***** PROVIDED DATA *****

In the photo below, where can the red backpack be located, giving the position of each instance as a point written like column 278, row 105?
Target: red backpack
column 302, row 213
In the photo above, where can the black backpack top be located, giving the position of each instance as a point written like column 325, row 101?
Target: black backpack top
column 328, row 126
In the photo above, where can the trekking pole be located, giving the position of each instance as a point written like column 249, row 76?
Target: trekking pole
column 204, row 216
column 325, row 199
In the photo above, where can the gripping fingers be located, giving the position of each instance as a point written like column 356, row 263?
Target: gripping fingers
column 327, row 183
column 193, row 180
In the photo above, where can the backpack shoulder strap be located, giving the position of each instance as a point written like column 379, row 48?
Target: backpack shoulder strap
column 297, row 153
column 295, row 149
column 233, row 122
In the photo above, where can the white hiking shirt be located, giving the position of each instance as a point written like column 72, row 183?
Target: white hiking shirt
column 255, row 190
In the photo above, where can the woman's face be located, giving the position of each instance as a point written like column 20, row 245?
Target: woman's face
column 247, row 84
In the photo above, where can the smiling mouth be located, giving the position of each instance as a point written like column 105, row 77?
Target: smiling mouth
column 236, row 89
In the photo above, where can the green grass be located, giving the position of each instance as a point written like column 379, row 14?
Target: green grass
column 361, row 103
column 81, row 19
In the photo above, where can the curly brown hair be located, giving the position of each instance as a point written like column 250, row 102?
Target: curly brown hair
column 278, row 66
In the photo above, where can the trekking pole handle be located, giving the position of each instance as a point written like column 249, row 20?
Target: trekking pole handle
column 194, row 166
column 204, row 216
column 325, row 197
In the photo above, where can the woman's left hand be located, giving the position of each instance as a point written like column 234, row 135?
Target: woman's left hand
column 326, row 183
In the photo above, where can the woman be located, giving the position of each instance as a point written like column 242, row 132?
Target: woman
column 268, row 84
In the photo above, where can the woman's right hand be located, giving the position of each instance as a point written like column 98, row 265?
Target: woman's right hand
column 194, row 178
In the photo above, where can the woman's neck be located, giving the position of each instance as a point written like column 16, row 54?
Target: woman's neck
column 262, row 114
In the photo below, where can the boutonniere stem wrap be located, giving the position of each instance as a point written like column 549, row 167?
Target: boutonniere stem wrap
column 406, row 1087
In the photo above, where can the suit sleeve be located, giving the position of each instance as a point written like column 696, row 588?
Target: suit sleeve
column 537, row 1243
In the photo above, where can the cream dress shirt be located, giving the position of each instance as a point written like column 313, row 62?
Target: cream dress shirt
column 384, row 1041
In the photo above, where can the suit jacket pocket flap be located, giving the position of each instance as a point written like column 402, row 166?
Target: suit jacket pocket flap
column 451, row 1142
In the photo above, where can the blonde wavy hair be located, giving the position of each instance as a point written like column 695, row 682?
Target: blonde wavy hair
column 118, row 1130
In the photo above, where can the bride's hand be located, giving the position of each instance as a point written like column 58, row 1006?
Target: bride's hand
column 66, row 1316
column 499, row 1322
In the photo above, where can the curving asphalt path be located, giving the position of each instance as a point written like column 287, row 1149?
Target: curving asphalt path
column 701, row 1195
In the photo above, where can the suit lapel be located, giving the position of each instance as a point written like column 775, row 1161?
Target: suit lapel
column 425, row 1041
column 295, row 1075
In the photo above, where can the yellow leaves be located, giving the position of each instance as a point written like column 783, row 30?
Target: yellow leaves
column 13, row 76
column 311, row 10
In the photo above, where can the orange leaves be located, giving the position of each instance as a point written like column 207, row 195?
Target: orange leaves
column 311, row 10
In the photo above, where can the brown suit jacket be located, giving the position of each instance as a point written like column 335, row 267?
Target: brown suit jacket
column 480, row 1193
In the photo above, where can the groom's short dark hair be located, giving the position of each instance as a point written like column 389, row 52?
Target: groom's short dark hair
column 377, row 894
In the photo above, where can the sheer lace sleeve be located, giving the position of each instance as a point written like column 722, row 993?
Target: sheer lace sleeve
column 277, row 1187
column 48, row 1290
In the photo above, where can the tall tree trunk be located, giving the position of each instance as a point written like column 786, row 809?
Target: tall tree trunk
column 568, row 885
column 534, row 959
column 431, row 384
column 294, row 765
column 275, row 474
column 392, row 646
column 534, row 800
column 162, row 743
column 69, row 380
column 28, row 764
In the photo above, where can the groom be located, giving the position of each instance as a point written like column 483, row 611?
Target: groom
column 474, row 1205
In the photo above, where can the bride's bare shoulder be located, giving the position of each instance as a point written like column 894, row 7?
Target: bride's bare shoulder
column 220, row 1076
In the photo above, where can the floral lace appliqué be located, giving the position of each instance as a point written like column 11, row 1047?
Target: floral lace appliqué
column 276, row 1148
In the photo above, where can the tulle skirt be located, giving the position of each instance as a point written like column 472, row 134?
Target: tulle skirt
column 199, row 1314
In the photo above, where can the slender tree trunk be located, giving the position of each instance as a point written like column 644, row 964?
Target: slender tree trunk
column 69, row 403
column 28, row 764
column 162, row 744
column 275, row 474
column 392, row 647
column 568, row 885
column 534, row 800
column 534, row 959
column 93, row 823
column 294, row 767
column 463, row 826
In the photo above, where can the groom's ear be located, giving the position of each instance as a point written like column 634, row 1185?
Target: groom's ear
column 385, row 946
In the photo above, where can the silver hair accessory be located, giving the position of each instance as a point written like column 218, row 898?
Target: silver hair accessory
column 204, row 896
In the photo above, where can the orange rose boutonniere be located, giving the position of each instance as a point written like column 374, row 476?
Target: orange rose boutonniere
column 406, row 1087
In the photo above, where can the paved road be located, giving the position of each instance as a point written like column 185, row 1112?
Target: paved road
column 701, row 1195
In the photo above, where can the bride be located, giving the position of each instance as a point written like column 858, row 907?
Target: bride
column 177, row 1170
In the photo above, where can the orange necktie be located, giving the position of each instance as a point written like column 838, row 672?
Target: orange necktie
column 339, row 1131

*****

## DIRECTIONS
Copy out each line above, character for character.

## FINISHED ANSWER
In the photo below, where can the red backpack be located, giving the position of each instance as a point written like column 278, row 105?
Target: red backpack
column 302, row 213
In the photo above, where can the black backpack top be located, giving the position of each instance as a point written like column 325, row 101?
Target: black backpack top
column 328, row 126
In the photo above, where can the trekking pole be located, giving the position of each instance as a point written like column 249, row 76?
Target: trekking pole
column 204, row 216
column 325, row 199
In the photo above, where can the gripping fingers be located, giving the position of each instance as a point written like column 356, row 263?
Target: gripping fingers
column 327, row 183
column 193, row 180
In the photo above, where can the backpack shoulder strap be located, giving the position of each instance as a point written like column 379, row 48?
Target: backpack shoulder strap
column 297, row 153
column 295, row 149
column 233, row 122
In the photo above, where can the white hiking shirt be located, giving the position of each instance as a point written like column 72, row 183?
Target: white hiking shirt
column 255, row 190
In the photo above, where can the woman's face be located, giving the position of each instance as a point written like column 20, row 245?
Target: woman's face
column 247, row 84
In the photo above, where can the smiling mouth be located, giving the position of each instance as a point written like column 105, row 77?
Target: smiling mouth
column 236, row 89
In the photo above, where can the green grass be located, giving the position of each instance as a point written like column 379, row 14?
Target: green grass
column 361, row 103
column 81, row 19
In the photo above, where can the curly brown hair be located, giving the position of each instance as a point written like column 250, row 102?
Target: curly brown hair
column 278, row 66
In the photo above, where can the trekking pole handle be located, giving the position of each instance as a point written like column 249, row 20?
Target: trekking pole handle
column 194, row 166
column 204, row 216
column 325, row 197
In the photo above, where can the woman's left hand be located, giving the position of each instance as a point written like column 234, row 135?
Target: woman's left hand
column 326, row 183
In the photo above, where can the woman be located, giving the position of each instance as a point written like column 242, row 132?
Target: woman
column 268, row 84
In the photo above, where can the woman's right hand be located, giving the position of each instance as a point written like column 98, row 265?
Target: woman's right hand
column 194, row 178
In the photo above, where can the woman's neck be located, giving the position of each instance as a point written like column 16, row 54?
Target: woman's neck
column 262, row 114
In the photo below, where can the boutonniere stem wrap be located, giving the position of each instance as a point written like column 549, row 167?
Target: boutonniere stem wrap
column 406, row 1087
In the photo above, where can the suit sleeve be located, giving the position of each instance as a point written like column 696, row 588?
Target: suit sleeve
column 537, row 1243
In the photo above, where can the cream dress shirt be located, giving the position of each instance as a point written like column 313, row 62?
Target: cream dress shirt
column 384, row 1041
In the photo above, where can the suit jacket pocket flap be located, giving the position of each instance as a point written like column 402, row 166?
Target: suit jacket pocket flap
column 451, row 1142
In the photo above, where can the blonde wavy hair be located, giving the position of each instance as a point written like column 695, row 682?
Target: blonde wavy hair
column 118, row 1130
In the photo above, where can the bride's hand be located, giving the position of each instance as a point written like column 58, row 1006?
Target: bride's hand
column 66, row 1316
column 499, row 1322
In the photo above, where can the curving asphalt path be located, giving the position of each instance as a point written like column 287, row 1149?
Target: curving asphalt path
column 701, row 1195
In the photo above, where can the suit lapel be located, giving the position of each instance as a point written like column 775, row 1161?
Target: suit lapel
column 425, row 1041
column 295, row 1075
In the photo above, where can the yellow leaves be located, giving the position of each instance as a point written like column 783, row 30?
Target: yellow leaves
column 13, row 76
column 311, row 10
In the photo above, where can the orange leaves be located, giving the position of each instance as a point written like column 207, row 195?
Target: orange leaves
column 311, row 10
In the photo above, where can the brown suit jacket be located, giving the position of each instance as a point written like column 335, row 267?
Target: brown suit jacket
column 480, row 1193
In the photo above, where can the groom's short dark hair be located, giving the position of each instance as a point written like column 389, row 52?
Target: groom's short dark hair
column 377, row 894
In the photo above, where can the sheer lace sleeve be located, giving the position of each instance as a point written like column 722, row 993?
Target: sheer lace sleeve
column 277, row 1187
column 48, row 1290
In the photo above, where can the tall tree trunk be located, giving the position of each instance as a point written like column 786, row 809?
Target: tall tree trunk
column 568, row 885
column 534, row 959
column 431, row 384
column 294, row 765
column 275, row 474
column 392, row 646
column 534, row 800
column 162, row 743
column 69, row 380
column 28, row 764
In the photo above, where can the groom be located, giving the position of each instance as a point written like column 483, row 611?
Target: groom
column 474, row 1205
In the photo above, where can the bride's bare shoulder be located, giving the position of each instance as a point written like column 894, row 7?
Target: bride's bare shoulder
column 220, row 1076
In the photo above, where can the floral lace appliqué be located, giving the position of each instance as a point written like column 11, row 1047?
Target: floral lace appliqué
column 276, row 1148
In the photo above, where can the tulle skirt be located, giving the position of each instance as a point written like column 472, row 134?
Target: tulle skirt
column 199, row 1314
In the photo above, where can the slender tree trunk be located, giving the position of each instance as a point written like column 644, row 964?
Target: slender tree trunk
column 69, row 403
column 28, row 764
column 162, row 744
column 275, row 474
column 392, row 647
column 568, row 885
column 534, row 800
column 534, row 959
column 93, row 823
column 294, row 767
column 463, row 826
In the photo above, where can the groom's ear be located, giving the position of each instance as a point written like column 634, row 1185?
Target: groom's ear
column 385, row 946
In the photo above, where can the silver hair accessory be located, giving the position of each instance as a point written like column 218, row 898?
Target: silver hair accessory
column 204, row 896
In the photo above, where can the orange rose boutonniere be located, giving the position of each instance as a point written like column 374, row 476?
Target: orange rose boutonniere
column 406, row 1087
In the photo above, where can the paved road be located, giving the position of each instance as a point written like column 185, row 1112?
Target: paved road
column 701, row 1195
In the photo above, where can the bride be located, giving the position of each instance as a point written like column 858, row 907?
Target: bride
column 177, row 1170
In the photo above, where can the orange necktie be located, giving the position of each instance as a point written like column 838, row 672?
Target: orange necktie
column 339, row 1131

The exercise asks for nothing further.